Stored records
□ □ □ □ □ □ □
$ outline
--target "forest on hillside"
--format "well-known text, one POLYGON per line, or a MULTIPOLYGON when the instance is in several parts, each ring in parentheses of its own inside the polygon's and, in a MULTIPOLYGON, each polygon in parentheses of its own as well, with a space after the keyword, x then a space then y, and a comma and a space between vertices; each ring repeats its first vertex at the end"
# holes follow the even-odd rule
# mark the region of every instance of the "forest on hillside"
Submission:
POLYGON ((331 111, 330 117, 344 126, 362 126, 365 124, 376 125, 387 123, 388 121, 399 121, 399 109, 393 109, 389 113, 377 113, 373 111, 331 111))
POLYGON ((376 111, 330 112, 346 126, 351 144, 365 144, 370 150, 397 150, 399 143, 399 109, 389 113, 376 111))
□ □ □ □ □ □ □
Work request:
Could you work out how many lines of the data above contain the word "hillside"? Give only the number.

Answer to the exercise:
2